::: Texte fourni
Représentant : Me Franck LAFON, Postulant, avocat au barreau de VERSAILLES, vestiaire : 618

INTIMEE

****************

Composition de la cour :

En application des dispositions de l'article 805 du code de procédure civile, l'affaire a été débattue à l'audience publique du 04 avril 2024, les avocats des parties ne s'y étant pas opposés, devant Madame Charlotte GIRAULT, Conseiller et Monsieur Bertrand MAUMONT, Conseiller chargé du rapport .

Ces magistrats ont rendu compte des plaidoiries dans le délibéré de la cour, composée de :

Madame Florence PERRET, Président,

Madame Charlotte GIRAULT, Conseiller

Monsieur Bertrand MAUMONT, Conseiller

Greffier, lors des débats : Mme FOULON

FAITS ET PROCEDURE :

M. [H] [J], marin de profession, est propriétaire de quatre biens immobiliers, situés aux [Adresse 6], 3 et [Adresse 5] et [Adresse 3], à [Localité 8] (Yvelines).

Sa profession l'obligeant à effectuer régulièrement des déplacements en mer et à l'étranger pour une durée d'absence significative, il a confié la gestion de ses biens à la société Orpi Rive de Seine en lui consentant quatre mandats signés les 18 janvier 2010, 1er juin 2011, 23 juillet 2011 et 10 juin 2012.
::::::
::: Extrait de données
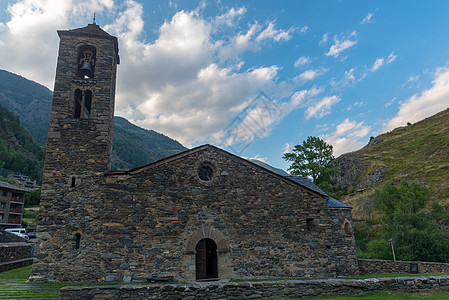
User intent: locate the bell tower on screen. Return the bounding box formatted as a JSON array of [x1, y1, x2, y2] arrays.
[[31, 22, 120, 281]]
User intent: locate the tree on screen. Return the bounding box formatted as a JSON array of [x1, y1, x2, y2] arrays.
[[374, 182, 449, 262], [282, 136, 335, 184]]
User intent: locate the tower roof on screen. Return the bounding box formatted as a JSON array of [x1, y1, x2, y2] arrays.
[[58, 22, 120, 64], [65, 23, 112, 37]]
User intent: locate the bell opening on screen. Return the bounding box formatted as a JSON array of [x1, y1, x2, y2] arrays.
[[77, 45, 97, 79]]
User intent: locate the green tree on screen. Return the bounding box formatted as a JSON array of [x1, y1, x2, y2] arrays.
[[282, 136, 335, 184], [374, 182, 449, 262]]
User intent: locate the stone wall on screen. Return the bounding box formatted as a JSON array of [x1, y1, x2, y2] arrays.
[[33, 146, 358, 283], [358, 259, 449, 275], [32, 24, 118, 281], [0, 242, 34, 272], [59, 276, 449, 300]]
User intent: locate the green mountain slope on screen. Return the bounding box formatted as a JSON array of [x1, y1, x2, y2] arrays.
[[0, 105, 44, 182], [0, 70, 52, 145], [112, 117, 187, 169], [0, 70, 187, 169], [335, 109, 449, 218]]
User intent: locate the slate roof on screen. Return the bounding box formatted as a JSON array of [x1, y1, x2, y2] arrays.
[[58, 22, 120, 64], [106, 144, 351, 208], [285, 176, 350, 208], [64, 23, 112, 37], [0, 181, 29, 192]]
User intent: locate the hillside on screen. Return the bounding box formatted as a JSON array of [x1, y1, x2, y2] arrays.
[[335, 109, 449, 218], [0, 105, 44, 181], [0, 70, 187, 169], [112, 117, 187, 170], [0, 70, 52, 145]]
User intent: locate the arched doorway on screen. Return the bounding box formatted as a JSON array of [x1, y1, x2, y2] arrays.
[[195, 239, 218, 280]]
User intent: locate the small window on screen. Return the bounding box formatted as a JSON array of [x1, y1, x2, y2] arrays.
[[198, 163, 214, 181], [345, 222, 352, 236], [306, 219, 314, 231], [77, 45, 97, 79], [75, 89, 92, 119], [75, 233, 81, 249]]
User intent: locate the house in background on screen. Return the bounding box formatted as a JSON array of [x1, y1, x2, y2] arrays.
[[0, 181, 27, 229]]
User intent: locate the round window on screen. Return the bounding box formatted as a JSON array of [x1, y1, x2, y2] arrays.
[[198, 165, 214, 181]]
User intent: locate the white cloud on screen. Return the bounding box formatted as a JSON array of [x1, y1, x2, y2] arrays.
[[220, 21, 294, 62], [387, 52, 397, 64], [282, 143, 293, 154], [214, 7, 246, 28], [384, 67, 449, 131], [330, 68, 367, 90], [294, 56, 310, 68], [370, 52, 397, 72], [370, 57, 385, 72], [319, 32, 329, 45], [360, 12, 374, 24], [385, 97, 396, 107], [0, 0, 297, 146], [326, 31, 357, 57], [305, 95, 341, 120], [407, 75, 420, 82], [256, 22, 294, 42], [294, 68, 329, 81], [322, 118, 371, 156]]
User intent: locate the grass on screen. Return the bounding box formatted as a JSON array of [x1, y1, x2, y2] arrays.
[[0, 266, 65, 299], [230, 273, 449, 282], [262, 291, 449, 300], [0, 266, 449, 300]]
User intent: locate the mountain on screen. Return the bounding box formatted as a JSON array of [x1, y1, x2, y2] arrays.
[[0, 70, 53, 145], [112, 117, 187, 170], [334, 108, 449, 218], [0, 105, 44, 181], [0, 70, 187, 169]]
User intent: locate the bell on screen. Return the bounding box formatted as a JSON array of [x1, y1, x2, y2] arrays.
[[78, 60, 94, 78]]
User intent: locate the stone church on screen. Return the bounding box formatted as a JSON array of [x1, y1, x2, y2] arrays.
[[31, 23, 358, 283]]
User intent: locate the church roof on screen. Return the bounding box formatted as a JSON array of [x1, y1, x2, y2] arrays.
[[106, 144, 351, 208], [286, 176, 350, 208]]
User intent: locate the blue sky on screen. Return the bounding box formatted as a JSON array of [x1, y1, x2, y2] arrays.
[[0, 0, 449, 169]]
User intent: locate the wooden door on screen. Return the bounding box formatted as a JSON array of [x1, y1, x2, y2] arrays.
[[195, 239, 218, 280], [195, 239, 207, 280]]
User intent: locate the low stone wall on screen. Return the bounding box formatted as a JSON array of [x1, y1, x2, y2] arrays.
[[59, 275, 449, 300], [358, 259, 449, 275], [0, 242, 34, 272]]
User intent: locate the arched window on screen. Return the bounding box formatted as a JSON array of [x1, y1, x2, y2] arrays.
[[77, 45, 97, 79], [345, 222, 352, 236], [75, 233, 81, 249], [195, 239, 218, 280], [75, 89, 92, 119]]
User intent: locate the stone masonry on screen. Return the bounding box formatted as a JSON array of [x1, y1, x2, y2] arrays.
[[31, 24, 358, 283]]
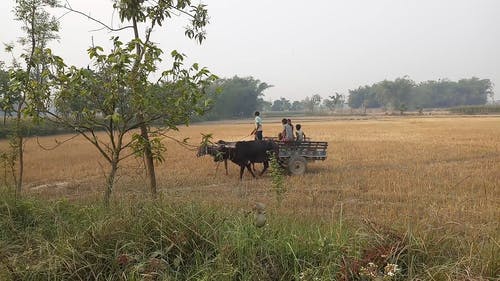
::::::
Exercices à faire
A. D'après le texte fourni, à quelle date l'affaire a-t-elle été débattue en audience publique ?
B. Citez le texte fourni à partir de « FAITS ET PROCEDURE » jusqu'à « [Localité 8] (Yvelines). » inclus.
C. Résumez le texte fourni en deux phrases.

Réponses dans l'ordre
A. Le 04 avril 2024.

B.
FAITS ET PROCEDURE :

M. [H] [J], marin de profession, est propriétaire de quatre biens immobiliers, situés aux [Adresse 6], 3 et [Adresse 5] et [Adresse 3], à [Localité 8] (Yvelines).

C. L'affaire a été débattue le 04 avril 2024 devant Madame Charlotte GIRAULT et Monsieur Bertrand MAUMONT, puis délibérée par la cour présidée par Madame Florence PERRET. M. [H] [J], marin souvent absent en raison de sa profession, possède quatre biens immobiliers à [Localité 8] (Yvelines) et en a confié la gestion à la société Orpi Rive de Seine par quatre mandats signés entre 2010 et 2012.